— Start RECORD EXTRACTS —

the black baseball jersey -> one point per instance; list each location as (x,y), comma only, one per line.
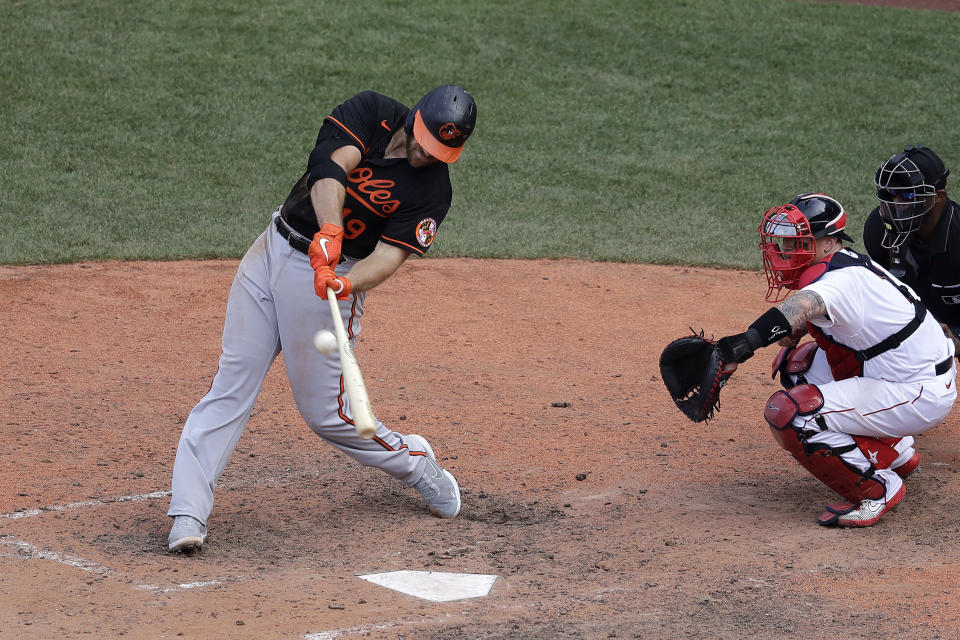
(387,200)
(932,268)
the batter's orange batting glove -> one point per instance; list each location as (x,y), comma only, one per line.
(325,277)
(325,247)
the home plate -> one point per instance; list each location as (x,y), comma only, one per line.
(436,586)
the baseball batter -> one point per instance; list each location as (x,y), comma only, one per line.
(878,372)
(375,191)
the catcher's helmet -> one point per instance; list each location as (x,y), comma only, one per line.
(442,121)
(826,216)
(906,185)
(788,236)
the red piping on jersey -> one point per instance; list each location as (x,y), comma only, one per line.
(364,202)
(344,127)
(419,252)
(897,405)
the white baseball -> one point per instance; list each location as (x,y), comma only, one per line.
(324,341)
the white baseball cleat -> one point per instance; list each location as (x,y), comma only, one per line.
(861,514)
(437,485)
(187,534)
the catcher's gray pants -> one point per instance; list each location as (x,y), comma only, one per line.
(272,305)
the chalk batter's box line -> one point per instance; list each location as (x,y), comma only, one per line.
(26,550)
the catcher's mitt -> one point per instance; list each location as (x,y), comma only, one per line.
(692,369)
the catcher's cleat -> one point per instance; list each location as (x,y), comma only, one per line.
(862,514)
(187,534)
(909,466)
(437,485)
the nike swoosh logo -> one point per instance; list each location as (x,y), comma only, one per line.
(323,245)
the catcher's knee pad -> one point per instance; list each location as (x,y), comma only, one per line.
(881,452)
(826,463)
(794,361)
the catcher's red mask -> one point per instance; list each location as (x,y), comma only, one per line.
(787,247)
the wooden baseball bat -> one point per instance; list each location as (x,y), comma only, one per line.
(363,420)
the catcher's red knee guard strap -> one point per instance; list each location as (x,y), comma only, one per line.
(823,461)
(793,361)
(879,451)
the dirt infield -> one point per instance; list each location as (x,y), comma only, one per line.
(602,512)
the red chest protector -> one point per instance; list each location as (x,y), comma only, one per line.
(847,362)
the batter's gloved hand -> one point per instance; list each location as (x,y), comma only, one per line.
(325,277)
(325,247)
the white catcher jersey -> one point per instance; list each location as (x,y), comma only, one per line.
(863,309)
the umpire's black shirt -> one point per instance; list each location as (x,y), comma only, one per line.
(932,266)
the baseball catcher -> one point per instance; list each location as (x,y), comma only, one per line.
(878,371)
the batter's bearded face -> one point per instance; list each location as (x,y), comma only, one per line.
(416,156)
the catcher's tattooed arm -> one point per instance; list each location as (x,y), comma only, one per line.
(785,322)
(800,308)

— End RECORD EXTRACTS —
— Start RECORD EXTRACTS —

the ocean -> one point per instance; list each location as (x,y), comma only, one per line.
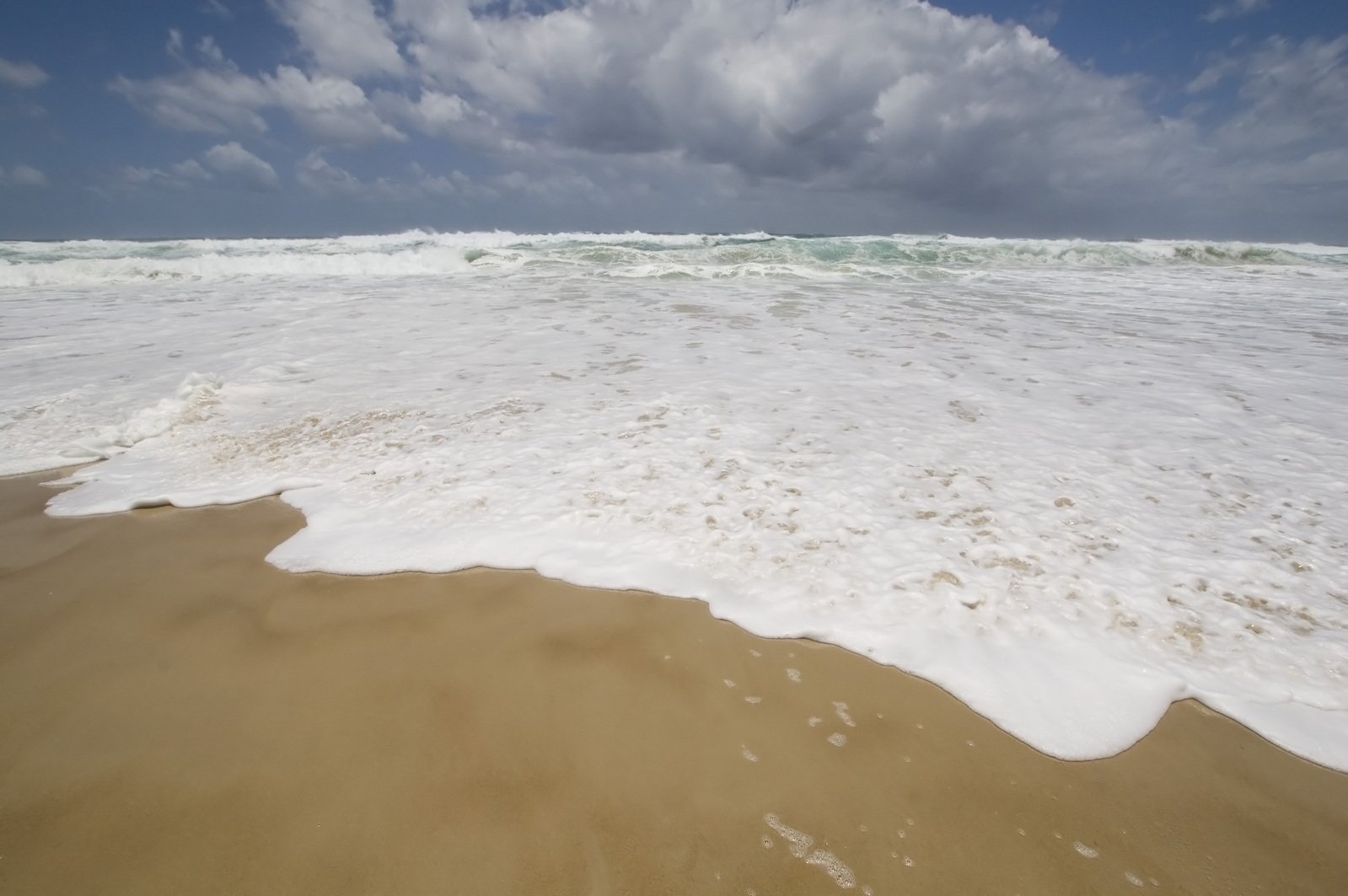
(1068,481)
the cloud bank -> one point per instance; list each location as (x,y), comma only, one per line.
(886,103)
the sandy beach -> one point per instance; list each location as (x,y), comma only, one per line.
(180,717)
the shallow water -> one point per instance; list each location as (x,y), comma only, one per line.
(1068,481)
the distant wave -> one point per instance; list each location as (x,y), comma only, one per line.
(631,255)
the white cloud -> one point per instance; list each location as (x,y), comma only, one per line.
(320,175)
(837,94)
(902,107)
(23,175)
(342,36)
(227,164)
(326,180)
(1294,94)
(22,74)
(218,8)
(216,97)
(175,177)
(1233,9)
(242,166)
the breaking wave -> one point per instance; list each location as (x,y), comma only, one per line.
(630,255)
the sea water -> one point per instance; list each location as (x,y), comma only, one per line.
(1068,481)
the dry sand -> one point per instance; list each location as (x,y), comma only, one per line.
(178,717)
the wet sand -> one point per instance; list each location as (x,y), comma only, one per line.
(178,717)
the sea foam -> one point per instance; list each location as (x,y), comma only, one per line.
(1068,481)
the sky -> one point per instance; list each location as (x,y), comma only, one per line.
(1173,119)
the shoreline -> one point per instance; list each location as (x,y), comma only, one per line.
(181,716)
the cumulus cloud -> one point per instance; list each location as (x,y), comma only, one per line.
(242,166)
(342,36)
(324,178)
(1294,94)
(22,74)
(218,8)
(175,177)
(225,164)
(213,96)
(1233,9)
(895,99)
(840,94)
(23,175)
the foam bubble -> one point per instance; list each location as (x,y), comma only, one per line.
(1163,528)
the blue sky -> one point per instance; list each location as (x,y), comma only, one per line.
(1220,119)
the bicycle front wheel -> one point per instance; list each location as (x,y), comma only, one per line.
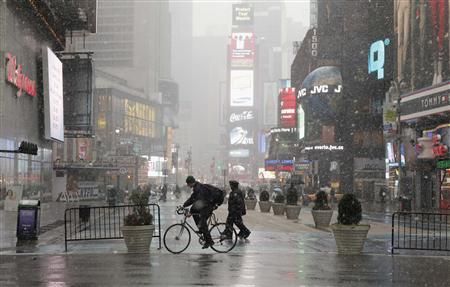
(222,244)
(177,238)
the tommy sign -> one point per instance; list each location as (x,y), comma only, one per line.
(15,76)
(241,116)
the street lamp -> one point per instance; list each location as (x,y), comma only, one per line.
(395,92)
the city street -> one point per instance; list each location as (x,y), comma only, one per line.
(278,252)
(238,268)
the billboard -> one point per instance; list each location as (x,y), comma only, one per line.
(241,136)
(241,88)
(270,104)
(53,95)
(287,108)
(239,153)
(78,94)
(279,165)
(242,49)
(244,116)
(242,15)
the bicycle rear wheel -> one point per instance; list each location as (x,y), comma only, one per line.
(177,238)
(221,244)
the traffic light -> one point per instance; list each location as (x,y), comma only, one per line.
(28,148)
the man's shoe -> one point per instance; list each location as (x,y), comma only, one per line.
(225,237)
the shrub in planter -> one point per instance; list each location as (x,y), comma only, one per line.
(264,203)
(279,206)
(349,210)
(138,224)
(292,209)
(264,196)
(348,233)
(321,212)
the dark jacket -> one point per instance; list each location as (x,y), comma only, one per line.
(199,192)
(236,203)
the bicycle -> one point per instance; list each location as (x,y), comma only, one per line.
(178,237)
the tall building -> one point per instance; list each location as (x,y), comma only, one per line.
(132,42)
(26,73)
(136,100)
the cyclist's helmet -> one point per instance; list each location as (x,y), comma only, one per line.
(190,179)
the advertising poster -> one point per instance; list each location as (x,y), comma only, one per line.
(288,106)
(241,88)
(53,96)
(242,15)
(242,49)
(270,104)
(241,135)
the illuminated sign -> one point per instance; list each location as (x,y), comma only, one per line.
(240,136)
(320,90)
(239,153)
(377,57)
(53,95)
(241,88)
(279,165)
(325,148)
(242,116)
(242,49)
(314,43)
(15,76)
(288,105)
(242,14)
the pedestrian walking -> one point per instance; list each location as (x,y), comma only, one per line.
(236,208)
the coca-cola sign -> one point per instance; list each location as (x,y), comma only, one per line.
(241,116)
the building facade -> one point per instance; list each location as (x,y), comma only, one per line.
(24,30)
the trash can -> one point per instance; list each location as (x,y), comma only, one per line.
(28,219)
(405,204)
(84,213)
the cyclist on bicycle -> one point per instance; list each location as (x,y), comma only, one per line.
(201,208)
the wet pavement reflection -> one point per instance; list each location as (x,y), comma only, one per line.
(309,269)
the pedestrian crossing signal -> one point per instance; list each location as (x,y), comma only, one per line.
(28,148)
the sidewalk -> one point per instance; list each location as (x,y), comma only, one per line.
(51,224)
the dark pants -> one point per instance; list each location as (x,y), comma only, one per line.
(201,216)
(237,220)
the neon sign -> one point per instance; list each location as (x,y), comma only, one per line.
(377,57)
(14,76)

— End RECORD EXTRACTS —
— Start RECORD EXTRACTS —

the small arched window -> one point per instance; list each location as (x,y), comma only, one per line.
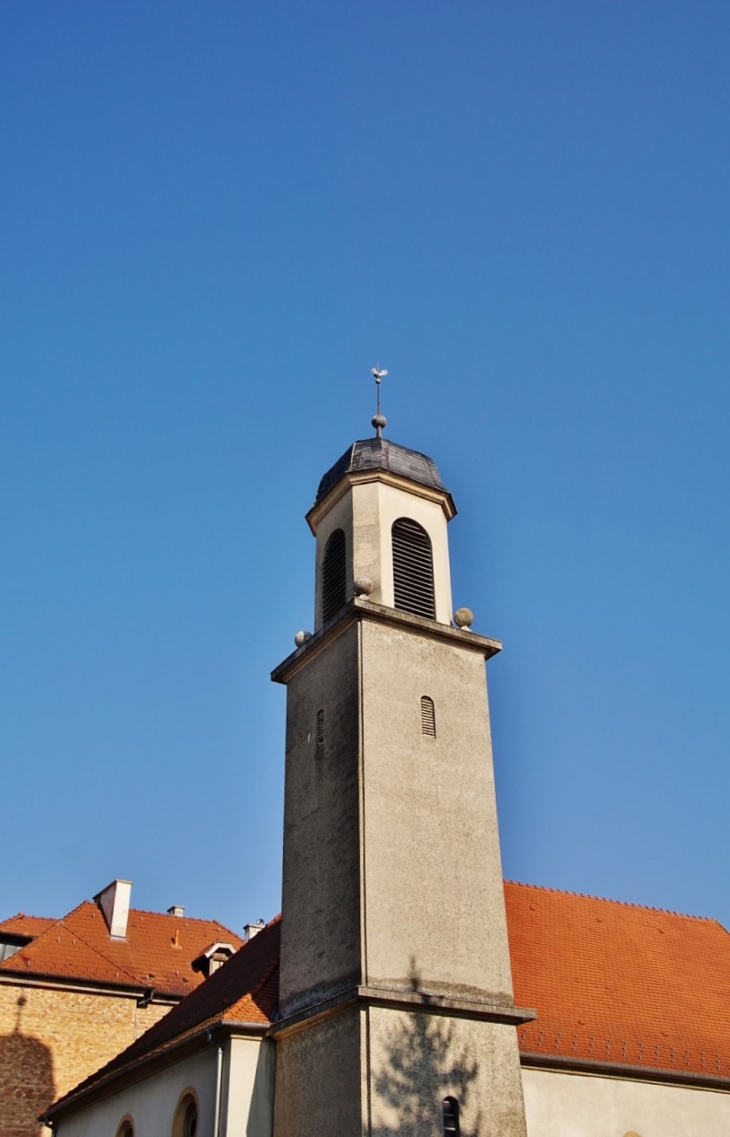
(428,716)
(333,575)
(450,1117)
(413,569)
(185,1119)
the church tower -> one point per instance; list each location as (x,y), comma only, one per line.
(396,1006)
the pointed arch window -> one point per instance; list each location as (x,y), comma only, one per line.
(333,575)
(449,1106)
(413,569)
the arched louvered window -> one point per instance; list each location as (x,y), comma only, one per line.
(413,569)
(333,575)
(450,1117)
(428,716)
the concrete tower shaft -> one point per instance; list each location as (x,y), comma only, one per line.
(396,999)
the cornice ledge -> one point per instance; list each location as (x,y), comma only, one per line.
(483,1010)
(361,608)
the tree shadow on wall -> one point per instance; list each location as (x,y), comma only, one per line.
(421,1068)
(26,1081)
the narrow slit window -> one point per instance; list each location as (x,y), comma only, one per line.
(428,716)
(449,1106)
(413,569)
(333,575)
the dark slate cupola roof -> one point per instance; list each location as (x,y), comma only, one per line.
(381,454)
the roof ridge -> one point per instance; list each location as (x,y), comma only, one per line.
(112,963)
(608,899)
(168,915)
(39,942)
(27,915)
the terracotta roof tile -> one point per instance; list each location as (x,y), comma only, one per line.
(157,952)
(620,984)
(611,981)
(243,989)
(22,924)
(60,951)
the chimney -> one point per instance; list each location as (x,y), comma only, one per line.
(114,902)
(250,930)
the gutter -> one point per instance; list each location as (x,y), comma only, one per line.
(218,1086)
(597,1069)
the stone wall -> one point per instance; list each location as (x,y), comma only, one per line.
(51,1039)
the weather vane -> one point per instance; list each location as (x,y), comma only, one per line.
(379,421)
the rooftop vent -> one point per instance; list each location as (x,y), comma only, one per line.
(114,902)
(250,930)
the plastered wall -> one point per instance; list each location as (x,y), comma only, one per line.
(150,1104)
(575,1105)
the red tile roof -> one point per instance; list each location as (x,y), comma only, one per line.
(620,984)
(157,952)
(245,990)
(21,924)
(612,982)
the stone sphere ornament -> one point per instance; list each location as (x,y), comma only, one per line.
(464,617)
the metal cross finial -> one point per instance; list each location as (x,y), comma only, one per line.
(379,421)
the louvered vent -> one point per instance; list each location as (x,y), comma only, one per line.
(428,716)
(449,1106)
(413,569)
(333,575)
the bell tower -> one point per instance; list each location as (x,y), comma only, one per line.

— End RECORD EXTRACTS —

● **WHAT TO WORK ON**
Pull out every line of the items above that contains the word "tower", and copy each one as it appears.

● **FULL RESPONSE**
the church tower -> one point per instance; list each location as (x,y), comma only, one per line.
the concrete tower shaft -> one point per instance; list each location as (x,y), comma only, one per line.
the bell tower -> one point per instance; list each location as (x,y), comma only, one per line.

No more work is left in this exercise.